*Text under study*

━━━━━━━━

Broome Hall is a Grade II-listed country house with grounds including cottages and outhouses on the wooded, upper southern slopes of the Greensand Ridge near Coldharbour in Surrey, England.

It was built around 1830 for the politician and printer Andrew Spottiswoode, and had a succession of similarly wealthy family owners before the main house was converted into eleven flats, each separately owned, in the late 20th century. It was owned, for a number of years in the 1970s, by actor Oliver Reed.

Broom(e) refers to the genus (and specifically several species) of often flowering plants Genisteae (along with gorse, lupins and laburnum). Along with evergreens, broom dominates the sandy soil in the region.

==19th century==
The house was built about 1830 for the printer-politician and investor Andrew Spottiswoode, and extended in the late 19th century for Sir Alexander Brown, 1st Baronet. It was also home from 1865 to the international merchant-politician Frederick Pennington (died 1914) and his suffragette wife, Margaret.

==20th century==
In the Second World War, it served as headquarters of Canadian forces in Britain. Its gravel drive was reinforced with concrete to withstand the weight of tanks.

In 1954, the White Fathers, Christian missionaries in Africa and an order of monks, bought the property and used it as their British novitiate, for training new monks.

━━━━━━━━

*Excerpted data*
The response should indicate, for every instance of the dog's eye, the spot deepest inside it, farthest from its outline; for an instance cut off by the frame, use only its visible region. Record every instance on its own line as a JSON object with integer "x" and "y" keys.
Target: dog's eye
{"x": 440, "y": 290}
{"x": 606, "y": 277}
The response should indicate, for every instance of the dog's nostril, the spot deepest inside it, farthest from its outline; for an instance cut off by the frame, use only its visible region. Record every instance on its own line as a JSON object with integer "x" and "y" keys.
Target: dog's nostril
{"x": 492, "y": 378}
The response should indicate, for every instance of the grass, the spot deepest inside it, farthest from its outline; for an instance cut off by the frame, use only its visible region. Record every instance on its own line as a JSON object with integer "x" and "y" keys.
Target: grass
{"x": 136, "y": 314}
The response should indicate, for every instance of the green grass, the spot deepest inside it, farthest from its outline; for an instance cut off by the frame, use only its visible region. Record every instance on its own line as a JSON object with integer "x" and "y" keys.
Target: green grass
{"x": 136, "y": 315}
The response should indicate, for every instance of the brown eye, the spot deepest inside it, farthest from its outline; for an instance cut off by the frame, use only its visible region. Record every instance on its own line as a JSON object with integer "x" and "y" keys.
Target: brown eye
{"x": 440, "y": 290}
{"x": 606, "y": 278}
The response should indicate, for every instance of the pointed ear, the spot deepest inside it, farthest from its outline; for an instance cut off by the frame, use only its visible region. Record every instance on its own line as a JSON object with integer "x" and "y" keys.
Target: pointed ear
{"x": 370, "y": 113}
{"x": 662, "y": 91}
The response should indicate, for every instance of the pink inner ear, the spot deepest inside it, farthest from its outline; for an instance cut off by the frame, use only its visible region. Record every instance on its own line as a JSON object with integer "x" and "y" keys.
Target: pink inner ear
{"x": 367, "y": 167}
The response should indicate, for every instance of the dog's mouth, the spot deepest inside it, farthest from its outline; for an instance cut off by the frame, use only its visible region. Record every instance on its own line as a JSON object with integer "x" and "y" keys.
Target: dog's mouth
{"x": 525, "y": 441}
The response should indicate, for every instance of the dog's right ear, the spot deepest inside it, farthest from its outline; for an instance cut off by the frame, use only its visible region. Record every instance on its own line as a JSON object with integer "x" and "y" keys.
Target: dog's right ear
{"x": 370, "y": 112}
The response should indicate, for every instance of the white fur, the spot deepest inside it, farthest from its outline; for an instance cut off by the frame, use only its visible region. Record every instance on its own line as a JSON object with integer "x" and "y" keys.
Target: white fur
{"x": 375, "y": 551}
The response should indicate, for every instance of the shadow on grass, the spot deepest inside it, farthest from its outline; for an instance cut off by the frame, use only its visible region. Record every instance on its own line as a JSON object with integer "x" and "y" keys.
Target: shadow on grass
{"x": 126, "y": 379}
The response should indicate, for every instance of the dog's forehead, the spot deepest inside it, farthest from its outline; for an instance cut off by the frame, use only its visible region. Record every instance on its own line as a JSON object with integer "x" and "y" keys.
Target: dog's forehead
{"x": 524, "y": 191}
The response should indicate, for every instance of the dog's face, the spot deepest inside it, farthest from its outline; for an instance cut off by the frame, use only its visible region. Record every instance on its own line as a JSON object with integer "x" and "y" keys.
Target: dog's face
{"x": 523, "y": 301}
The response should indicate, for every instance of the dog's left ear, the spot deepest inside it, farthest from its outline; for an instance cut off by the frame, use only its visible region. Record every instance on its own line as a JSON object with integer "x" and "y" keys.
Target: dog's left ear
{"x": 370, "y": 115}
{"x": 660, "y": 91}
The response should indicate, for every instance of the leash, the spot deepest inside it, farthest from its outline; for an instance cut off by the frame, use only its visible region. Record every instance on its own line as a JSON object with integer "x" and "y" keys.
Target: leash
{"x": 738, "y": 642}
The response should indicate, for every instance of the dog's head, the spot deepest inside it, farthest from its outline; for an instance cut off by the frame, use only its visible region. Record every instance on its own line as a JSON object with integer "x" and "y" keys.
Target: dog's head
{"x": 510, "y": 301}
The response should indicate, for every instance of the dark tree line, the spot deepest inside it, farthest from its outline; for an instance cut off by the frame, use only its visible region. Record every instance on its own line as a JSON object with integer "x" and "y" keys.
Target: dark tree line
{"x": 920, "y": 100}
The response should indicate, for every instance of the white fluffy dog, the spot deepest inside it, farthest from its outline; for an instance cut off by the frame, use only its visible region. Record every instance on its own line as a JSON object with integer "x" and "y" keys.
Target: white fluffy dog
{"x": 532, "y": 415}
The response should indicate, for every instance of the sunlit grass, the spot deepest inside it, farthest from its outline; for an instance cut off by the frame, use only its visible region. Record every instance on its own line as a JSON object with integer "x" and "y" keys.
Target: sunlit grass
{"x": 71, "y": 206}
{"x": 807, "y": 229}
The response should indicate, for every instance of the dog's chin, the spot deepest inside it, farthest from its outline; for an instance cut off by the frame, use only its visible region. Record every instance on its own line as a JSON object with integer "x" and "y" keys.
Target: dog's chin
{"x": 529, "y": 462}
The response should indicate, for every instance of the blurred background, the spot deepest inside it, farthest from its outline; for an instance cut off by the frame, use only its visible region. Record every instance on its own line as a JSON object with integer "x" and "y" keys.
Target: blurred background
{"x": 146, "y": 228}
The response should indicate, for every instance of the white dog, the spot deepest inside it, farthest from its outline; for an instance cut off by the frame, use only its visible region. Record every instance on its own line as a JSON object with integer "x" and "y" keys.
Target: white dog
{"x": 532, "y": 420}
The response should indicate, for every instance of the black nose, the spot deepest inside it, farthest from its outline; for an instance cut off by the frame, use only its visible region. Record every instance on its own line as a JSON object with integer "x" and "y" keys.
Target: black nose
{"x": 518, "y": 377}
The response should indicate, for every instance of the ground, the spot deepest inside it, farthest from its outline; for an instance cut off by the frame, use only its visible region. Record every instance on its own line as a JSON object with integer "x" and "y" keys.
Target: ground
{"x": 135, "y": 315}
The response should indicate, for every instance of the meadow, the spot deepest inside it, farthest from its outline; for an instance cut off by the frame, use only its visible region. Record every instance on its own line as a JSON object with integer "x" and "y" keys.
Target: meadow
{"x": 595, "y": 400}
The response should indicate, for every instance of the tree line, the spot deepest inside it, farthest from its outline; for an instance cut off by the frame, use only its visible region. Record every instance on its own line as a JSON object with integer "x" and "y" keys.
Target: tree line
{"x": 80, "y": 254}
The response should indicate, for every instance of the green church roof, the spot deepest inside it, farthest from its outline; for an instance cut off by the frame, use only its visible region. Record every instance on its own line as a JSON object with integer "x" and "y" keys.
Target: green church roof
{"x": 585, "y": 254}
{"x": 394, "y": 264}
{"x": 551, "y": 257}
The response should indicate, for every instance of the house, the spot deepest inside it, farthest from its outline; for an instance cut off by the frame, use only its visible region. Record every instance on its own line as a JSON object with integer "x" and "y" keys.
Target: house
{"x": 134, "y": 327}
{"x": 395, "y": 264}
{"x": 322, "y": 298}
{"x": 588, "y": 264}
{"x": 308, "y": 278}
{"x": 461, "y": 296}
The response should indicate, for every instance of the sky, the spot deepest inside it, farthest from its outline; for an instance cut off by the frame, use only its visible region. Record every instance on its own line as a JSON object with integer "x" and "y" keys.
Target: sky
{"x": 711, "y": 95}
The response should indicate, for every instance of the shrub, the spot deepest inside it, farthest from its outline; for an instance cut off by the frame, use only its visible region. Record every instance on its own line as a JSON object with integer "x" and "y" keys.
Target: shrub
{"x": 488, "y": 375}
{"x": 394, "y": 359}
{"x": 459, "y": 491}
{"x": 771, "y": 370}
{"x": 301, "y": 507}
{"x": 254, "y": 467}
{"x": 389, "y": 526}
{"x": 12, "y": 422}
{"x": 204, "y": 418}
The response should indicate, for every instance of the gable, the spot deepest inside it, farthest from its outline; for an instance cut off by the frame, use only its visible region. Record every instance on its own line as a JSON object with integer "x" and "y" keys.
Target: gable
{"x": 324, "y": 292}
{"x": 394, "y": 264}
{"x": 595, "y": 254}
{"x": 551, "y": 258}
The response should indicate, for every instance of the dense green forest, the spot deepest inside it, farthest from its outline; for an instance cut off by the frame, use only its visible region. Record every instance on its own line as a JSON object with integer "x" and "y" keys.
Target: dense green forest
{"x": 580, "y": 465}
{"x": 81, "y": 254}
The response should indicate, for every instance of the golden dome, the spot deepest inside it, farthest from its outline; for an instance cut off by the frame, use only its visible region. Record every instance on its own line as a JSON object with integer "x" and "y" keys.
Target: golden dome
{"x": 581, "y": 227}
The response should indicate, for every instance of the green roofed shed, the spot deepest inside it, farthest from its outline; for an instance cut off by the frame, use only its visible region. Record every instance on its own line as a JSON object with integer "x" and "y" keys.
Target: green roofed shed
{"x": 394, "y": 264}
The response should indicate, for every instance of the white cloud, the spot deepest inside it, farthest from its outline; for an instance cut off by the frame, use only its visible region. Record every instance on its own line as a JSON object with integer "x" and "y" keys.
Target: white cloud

━━━━━━━━

*Action item A*
List every individual person the Broome Hall text names as having the house built for them, extended for them, owning it, or living in it.
*Action item B*
Answer these from the Broome Hall text:
(i) Into how many flats was the main house converted?
(ii) What did the house serve as in the Second World War?
(iii) In what year did the White Fathers buy the property?

*Expected output A*
Andrew Spottiswoode
Sir Alexander Brown, 1st Baronet
Frederick Pennington
Margaret (Frederick Pennington's wife)
Oliver Reed

*Expected output B*
(i) Eleven.
(ii) Headquarters of Canadian forces in Britain.
(iii) 1954.